◆ What is needed: Between the line containing "If you could mark the sky" and the line containing "If you could mark the yellow foot" lies a run of lines; give that run again exactly, with both of those lines, and nothing else from the entries below.

◆ Information given:
__________________________________________________

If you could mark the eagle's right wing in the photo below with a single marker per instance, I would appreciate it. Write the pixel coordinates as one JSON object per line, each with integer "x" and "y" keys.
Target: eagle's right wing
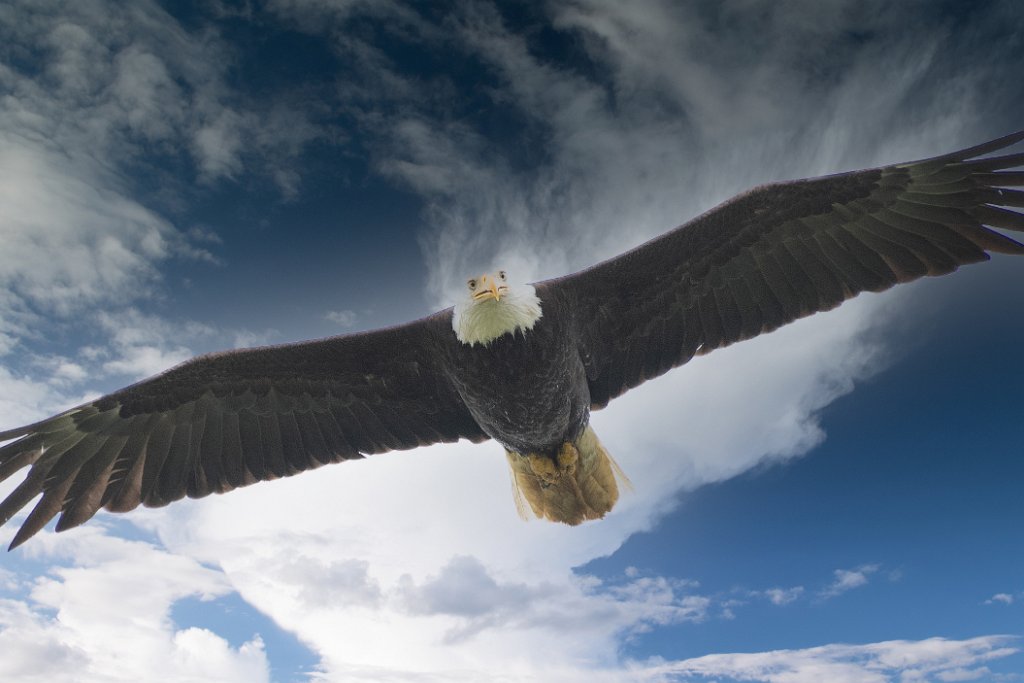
{"x": 227, "y": 420}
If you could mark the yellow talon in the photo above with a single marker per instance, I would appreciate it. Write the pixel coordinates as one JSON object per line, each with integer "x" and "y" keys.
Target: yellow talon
{"x": 543, "y": 467}
{"x": 567, "y": 459}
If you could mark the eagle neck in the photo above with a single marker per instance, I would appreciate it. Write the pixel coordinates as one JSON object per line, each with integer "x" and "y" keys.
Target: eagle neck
{"x": 483, "y": 322}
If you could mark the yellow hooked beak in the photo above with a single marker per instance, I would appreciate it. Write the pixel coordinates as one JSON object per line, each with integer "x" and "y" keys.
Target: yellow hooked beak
{"x": 488, "y": 289}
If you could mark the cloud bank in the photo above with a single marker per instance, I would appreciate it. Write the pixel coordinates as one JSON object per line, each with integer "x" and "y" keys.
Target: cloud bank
{"x": 415, "y": 565}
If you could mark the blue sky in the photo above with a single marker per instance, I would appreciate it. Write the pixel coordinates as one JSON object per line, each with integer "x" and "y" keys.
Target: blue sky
{"x": 836, "y": 501}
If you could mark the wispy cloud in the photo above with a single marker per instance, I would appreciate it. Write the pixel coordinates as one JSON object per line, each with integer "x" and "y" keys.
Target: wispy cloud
{"x": 1000, "y": 598}
{"x": 101, "y": 591}
{"x": 847, "y": 580}
{"x": 875, "y": 663}
{"x": 343, "y": 318}
{"x": 421, "y": 554}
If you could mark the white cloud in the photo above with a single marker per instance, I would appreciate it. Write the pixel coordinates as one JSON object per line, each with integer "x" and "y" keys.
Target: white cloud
{"x": 101, "y": 613}
{"x": 343, "y": 318}
{"x": 143, "y": 345}
{"x": 1005, "y": 598}
{"x": 847, "y": 580}
{"x": 782, "y": 596}
{"x": 415, "y": 564}
{"x": 873, "y": 663}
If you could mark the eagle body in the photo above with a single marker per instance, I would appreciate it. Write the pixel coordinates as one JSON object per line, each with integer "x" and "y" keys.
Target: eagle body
{"x": 527, "y": 390}
{"x": 522, "y": 365}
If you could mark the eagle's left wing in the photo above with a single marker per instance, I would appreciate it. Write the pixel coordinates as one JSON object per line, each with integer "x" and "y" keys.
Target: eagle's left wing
{"x": 783, "y": 251}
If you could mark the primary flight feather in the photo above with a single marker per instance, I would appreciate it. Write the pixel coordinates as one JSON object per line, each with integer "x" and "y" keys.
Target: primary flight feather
{"x": 521, "y": 364}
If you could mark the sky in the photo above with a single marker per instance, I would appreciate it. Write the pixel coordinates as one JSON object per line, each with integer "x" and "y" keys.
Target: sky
{"x": 837, "y": 501}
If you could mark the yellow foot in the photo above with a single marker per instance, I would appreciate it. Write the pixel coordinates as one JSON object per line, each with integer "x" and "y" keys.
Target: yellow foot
{"x": 543, "y": 467}
{"x": 567, "y": 459}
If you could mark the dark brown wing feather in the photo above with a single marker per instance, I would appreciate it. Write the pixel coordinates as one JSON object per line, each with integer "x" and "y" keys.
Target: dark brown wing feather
{"x": 785, "y": 251}
{"x": 227, "y": 420}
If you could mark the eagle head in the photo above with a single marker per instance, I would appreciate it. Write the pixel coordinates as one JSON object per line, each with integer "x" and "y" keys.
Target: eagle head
{"x": 494, "y": 307}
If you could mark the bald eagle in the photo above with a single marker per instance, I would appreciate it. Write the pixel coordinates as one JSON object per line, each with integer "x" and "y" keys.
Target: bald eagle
{"x": 521, "y": 364}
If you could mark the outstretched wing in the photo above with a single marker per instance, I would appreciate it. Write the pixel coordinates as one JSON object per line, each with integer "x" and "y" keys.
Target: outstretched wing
{"x": 784, "y": 251}
{"x": 231, "y": 419}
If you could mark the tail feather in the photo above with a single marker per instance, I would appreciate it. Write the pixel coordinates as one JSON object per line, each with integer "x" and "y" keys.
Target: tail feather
{"x": 579, "y": 482}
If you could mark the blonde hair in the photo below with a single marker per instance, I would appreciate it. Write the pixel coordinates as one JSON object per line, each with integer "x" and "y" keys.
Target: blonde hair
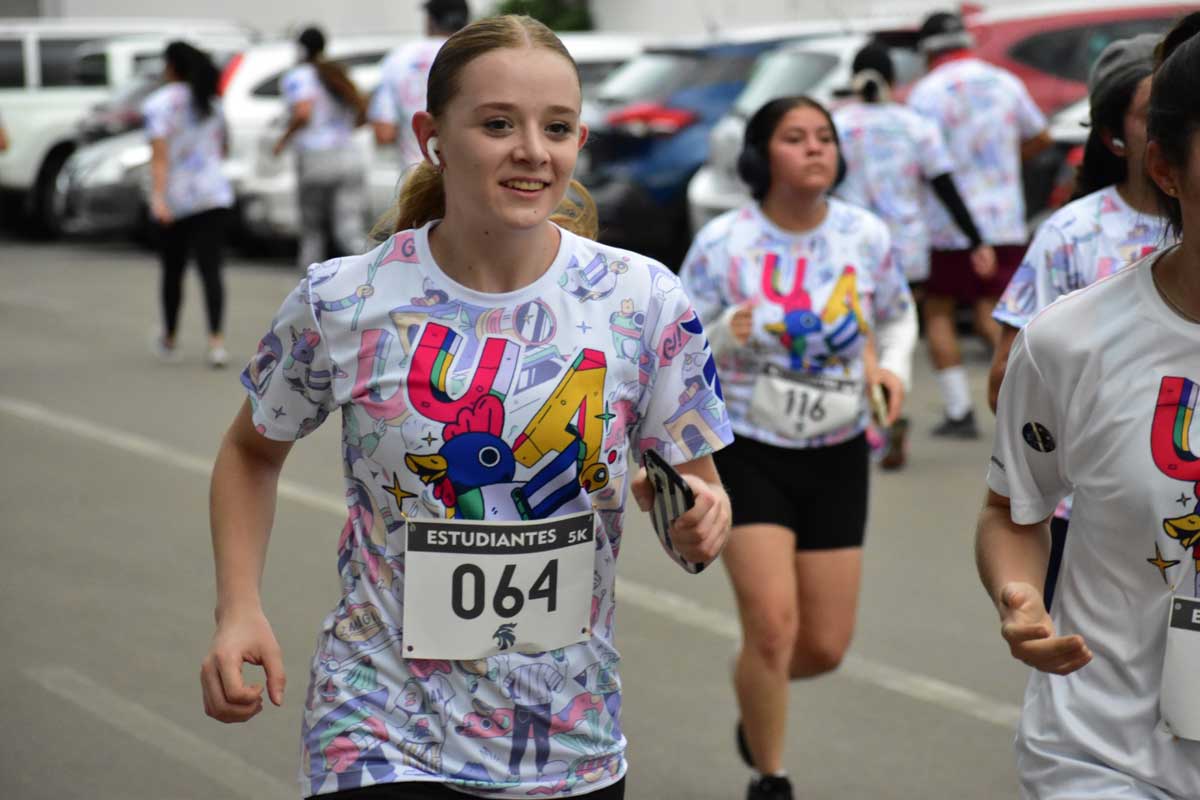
{"x": 423, "y": 193}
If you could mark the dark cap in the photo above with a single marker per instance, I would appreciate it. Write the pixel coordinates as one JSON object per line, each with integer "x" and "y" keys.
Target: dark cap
{"x": 448, "y": 14}
{"x": 943, "y": 31}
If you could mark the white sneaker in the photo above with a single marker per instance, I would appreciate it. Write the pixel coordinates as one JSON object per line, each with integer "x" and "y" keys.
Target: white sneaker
{"x": 217, "y": 358}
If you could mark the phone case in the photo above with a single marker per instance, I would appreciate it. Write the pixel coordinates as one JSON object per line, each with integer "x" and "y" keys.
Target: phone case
{"x": 672, "y": 498}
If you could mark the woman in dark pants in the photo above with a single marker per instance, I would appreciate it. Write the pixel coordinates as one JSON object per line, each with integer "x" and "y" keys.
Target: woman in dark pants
{"x": 190, "y": 196}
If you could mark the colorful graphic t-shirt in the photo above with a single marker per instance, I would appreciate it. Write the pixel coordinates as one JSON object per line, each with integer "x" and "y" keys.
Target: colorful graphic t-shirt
{"x": 195, "y": 144}
{"x": 1080, "y": 244}
{"x": 461, "y": 405}
{"x": 816, "y": 296}
{"x": 891, "y": 155}
{"x": 1101, "y": 398}
{"x": 401, "y": 94}
{"x": 984, "y": 113}
{"x": 330, "y": 124}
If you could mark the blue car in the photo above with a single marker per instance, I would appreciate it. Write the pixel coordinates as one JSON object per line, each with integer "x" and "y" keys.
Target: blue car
{"x": 649, "y": 126}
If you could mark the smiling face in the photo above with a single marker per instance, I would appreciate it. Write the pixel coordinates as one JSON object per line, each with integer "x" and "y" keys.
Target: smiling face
{"x": 509, "y": 138}
{"x": 803, "y": 152}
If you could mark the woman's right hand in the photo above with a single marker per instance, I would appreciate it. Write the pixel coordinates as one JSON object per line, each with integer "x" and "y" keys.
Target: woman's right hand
{"x": 1030, "y": 632}
{"x": 241, "y": 637}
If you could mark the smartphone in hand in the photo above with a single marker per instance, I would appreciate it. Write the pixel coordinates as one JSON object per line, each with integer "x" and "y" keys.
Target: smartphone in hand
{"x": 672, "y": 498}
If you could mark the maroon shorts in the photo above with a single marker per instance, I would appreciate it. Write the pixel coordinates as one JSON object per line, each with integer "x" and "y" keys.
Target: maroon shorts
{"x": 951, "y": 274}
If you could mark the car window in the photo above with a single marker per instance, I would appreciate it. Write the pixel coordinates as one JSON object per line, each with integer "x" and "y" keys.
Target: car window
{"x": 58, "y": 58}
{"x": 12, "y": 65}
{"x": 781, "y": 73}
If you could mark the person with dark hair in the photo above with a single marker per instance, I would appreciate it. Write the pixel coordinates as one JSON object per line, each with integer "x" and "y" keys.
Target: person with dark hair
{"x": 990, "y": 124}
{"x": 401, "y": 92}
{"x": 808, "y": 314}
{"x": 1099, "y": 400}
{"x": 893, "y": 157}
{"x": 1113, "y": 222}
{"x": 496, "y": 370}
{"x": 325, "y": 107}
{"x": 190, "y": 196}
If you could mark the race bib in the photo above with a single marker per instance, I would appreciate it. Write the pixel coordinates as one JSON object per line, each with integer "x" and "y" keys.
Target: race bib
{"x": 474, "y": 589}
{"x": 798, "y": 405}
{"x": 1179, "y": 702}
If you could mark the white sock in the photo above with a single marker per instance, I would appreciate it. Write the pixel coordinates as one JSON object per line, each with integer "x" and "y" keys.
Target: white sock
{"x": 955, "y": 391}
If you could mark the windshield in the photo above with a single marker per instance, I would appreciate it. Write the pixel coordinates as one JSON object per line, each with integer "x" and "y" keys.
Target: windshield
{"x": 783, "y": 73}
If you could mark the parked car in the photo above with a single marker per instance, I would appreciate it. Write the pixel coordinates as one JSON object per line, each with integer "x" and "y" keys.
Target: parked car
{"x": 821, "y": 68}
{"x": 52, "y": 71}
{"x": 1053, "y": 48}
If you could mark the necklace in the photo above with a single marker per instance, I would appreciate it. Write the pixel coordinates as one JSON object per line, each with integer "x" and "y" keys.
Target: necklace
{"x": 1179, "y": 310}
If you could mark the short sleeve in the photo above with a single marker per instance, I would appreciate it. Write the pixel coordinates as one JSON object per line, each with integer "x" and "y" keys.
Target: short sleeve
{"x": 299, "y": 85}
{"x": 931, "y": 151}
{"x": 682, "y": 410}
{"x": 1026, "y": 457}
{"x": 1032, "y": 287}
{"x": 291, "y": 377}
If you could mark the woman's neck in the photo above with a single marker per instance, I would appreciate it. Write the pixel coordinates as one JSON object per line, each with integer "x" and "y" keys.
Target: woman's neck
{"x": 795, "y": 212}
{"x": 493, "y": 260}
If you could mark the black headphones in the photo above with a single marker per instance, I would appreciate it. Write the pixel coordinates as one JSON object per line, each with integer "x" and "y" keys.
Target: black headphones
{"x": 754, "y": 164}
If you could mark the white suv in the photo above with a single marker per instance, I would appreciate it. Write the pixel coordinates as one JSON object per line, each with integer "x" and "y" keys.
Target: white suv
{"x": 52, "y": 71}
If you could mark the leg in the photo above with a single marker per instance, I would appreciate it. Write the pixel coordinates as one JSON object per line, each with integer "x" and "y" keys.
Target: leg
{"x": 760, "y": 563}
{"x": 827, "y": 599}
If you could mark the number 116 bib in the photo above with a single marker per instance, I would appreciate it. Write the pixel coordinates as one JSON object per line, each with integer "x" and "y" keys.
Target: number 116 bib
{"x": 474, "y": 589}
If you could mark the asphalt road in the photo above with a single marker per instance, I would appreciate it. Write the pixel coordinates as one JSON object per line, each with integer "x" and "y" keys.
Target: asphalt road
{"x": 106, "y": 581}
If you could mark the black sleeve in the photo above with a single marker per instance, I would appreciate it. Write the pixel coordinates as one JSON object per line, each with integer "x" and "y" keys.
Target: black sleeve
{"x": 946, "y": 191}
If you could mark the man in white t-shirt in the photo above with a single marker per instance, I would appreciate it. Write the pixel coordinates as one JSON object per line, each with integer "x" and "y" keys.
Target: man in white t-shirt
{"x": 403, "y": 77}
{"x": 990, "y": 125}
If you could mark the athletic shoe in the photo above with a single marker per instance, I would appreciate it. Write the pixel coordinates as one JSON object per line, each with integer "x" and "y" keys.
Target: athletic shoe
{"x": 769, "y": 787}
{"x": 217, "y": 358}
{"x": 744, "y": 746}
{"x": 897, "y": 452}
{"x": 960, "y": 428}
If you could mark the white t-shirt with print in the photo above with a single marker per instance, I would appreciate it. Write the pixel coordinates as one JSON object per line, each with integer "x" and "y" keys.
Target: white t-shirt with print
{"x": 195, "y": 146}
{"x": 1077, "y": 246}
{"x": 330, "y": 122}
{"x": 840, "y": 276}
{"x": 1099, "y": 400}
{"x": 402, "y": 84}
{"x": 891, "y": 154}
{"x": 606, "y": 354}
{"x": 984, "y": 114}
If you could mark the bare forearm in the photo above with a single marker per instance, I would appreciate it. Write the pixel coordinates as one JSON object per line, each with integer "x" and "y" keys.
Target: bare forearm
{"x": 1007, "y": 552}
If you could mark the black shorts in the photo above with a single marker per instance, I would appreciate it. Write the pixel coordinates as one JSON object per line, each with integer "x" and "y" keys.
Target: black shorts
{"x": 430, "y": 791}
{"x": 820, "y": 493}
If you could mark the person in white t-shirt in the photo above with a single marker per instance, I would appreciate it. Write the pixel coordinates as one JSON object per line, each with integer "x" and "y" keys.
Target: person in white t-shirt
{"x": 893, "y": 158}
{"x": 190, "y": 197}
{"x": 990, "y": 124}
{"x": 325, "y": 107}
{"x": 798, "y": 292}
{"x": 401, "y": 92}
{"x": 1113, "y": 221}
{"x": 495, "y": 368}
{"x": 1101, "y": 398}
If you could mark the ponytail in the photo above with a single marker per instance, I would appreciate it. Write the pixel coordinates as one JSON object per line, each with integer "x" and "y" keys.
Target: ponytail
{"x": 423, "y": 199}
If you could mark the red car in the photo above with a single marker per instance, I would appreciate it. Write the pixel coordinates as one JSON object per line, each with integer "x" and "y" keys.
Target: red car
{"x": 1053, "y": 48}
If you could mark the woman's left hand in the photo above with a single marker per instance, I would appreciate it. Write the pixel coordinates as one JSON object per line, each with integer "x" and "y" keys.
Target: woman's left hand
{"x": 893, "y": 389}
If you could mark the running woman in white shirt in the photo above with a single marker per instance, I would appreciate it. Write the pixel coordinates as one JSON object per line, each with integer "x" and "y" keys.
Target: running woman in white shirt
{"x": 1113, "y": 222}
{"x": 401, "y": 92}
{"x": 190, "y": 196}
{"x": 325, "y": 108}
{"x": 1101, "y": 400}
{"x": 798, "y": 292}
{"x": 893, "y": 157}
{"x": 495, "y": 370}
{"x": 990, "y": 125}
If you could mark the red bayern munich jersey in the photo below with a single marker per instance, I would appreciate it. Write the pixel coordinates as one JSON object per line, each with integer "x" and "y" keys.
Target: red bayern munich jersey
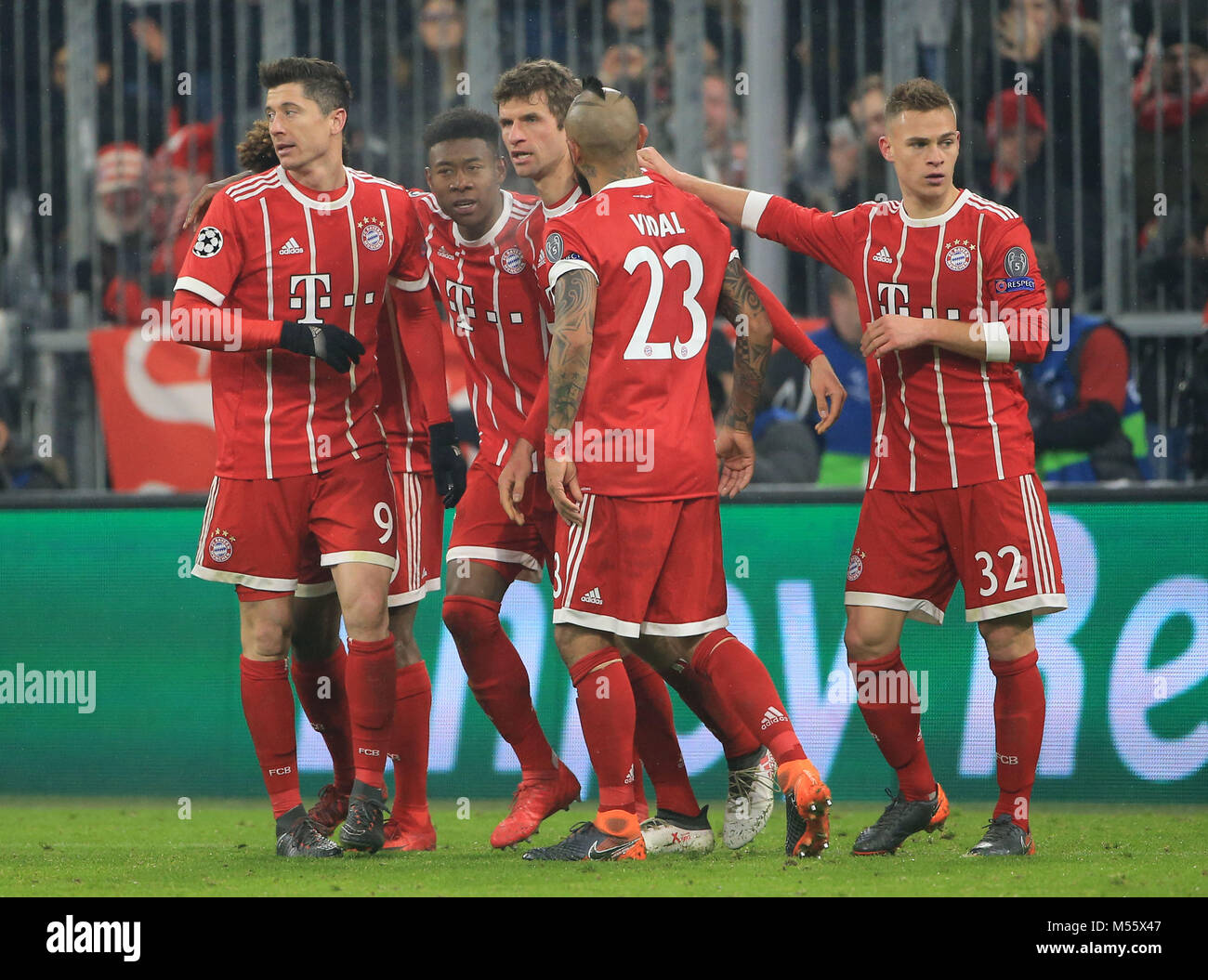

__________________________________________________

◆ Exercise solution:
If you could mark the sky in the photo above with a single marker per instance, I would appreciate it. Write the pixel coordinates as one JSON object per line, each with integer "x" and "y" keys.
Target: sky
{"x": 837, "y": 501}
If you could mark the yellow foot in the photo above with a single marker per instance, I would appreciate it. Write the pixel coordinates as one JSON object per line, each with integer "x" and "y" keys.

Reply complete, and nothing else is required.